*SET EXERCISE:*
Write out only the part of the listing from the line with "Target: double-hung window" up to and including the line with "x=326 y=310", requests included, and shift every coordinate in the answers by adding 126 to each x and y value.

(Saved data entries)
__________________________________________________
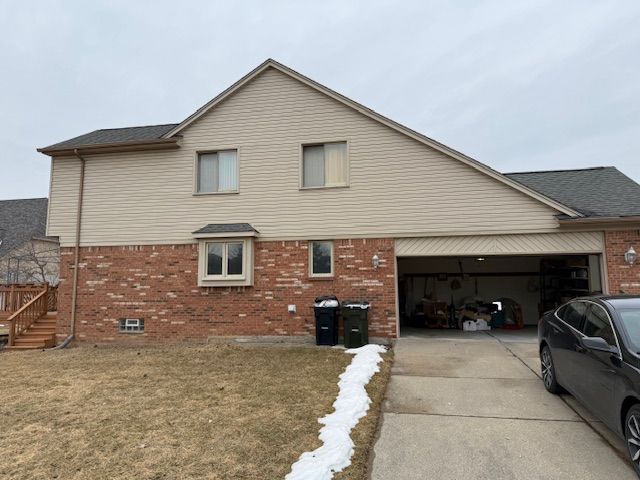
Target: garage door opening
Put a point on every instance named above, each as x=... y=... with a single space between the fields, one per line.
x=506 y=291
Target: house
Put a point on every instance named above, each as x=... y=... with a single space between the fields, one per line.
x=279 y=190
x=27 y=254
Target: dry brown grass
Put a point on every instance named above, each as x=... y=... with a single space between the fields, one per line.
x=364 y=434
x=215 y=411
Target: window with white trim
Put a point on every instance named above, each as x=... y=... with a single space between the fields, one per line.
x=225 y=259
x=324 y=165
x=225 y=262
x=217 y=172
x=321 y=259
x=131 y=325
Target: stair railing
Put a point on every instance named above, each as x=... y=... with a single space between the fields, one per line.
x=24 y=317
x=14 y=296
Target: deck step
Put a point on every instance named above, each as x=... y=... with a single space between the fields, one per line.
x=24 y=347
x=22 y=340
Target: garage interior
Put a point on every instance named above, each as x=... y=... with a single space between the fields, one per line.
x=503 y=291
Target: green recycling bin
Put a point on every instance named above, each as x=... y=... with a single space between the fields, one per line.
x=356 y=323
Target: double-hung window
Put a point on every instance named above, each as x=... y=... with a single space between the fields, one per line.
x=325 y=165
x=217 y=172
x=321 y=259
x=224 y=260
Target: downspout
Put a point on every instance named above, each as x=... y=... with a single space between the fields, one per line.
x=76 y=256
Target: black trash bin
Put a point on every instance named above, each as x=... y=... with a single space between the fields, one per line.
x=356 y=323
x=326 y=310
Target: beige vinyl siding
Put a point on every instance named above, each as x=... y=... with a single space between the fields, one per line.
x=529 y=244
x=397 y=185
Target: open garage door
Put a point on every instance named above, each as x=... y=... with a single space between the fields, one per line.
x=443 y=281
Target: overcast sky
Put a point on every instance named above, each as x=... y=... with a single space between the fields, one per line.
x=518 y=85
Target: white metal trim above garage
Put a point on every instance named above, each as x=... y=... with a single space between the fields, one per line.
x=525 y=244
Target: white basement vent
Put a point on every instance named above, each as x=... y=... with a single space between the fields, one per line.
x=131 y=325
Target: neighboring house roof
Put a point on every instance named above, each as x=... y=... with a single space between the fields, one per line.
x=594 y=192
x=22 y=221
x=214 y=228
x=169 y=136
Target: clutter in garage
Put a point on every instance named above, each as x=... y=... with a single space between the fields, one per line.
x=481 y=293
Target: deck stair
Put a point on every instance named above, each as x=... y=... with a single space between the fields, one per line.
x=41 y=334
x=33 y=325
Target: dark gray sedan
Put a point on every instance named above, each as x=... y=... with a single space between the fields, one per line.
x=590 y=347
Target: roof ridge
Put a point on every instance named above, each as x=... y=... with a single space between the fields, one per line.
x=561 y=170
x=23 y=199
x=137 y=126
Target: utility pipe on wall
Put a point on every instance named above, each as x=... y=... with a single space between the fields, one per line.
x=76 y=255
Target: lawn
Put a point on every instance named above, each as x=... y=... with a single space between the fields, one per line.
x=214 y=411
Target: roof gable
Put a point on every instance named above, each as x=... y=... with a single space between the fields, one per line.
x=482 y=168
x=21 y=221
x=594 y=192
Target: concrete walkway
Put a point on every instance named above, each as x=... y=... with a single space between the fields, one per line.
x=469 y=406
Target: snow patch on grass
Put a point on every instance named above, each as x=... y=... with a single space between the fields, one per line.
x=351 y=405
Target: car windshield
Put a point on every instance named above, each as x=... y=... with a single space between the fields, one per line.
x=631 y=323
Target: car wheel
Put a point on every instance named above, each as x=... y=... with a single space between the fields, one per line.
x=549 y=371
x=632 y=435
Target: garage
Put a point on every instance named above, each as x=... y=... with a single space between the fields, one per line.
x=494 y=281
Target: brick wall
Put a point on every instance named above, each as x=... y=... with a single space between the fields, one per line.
__________________________________________________
*EXPECTED ANSWER:*
Target: double-hung window
Put a point on every instance named above, each as x=... y=... with a single space between the fields, one per line.
x=451 y=291
x=343 y=298
x=447 y=385
x=350 y=386
Target: downspout
Put a point on every instance named above, each as x=... y=... with a single space between the fields, one per line.
x=202 y=382
Target: black trash bin
Put a point on every instance named above, each as x=... y=... with a single space between the fields, one per line.
x=482 y=449
x=452 y=436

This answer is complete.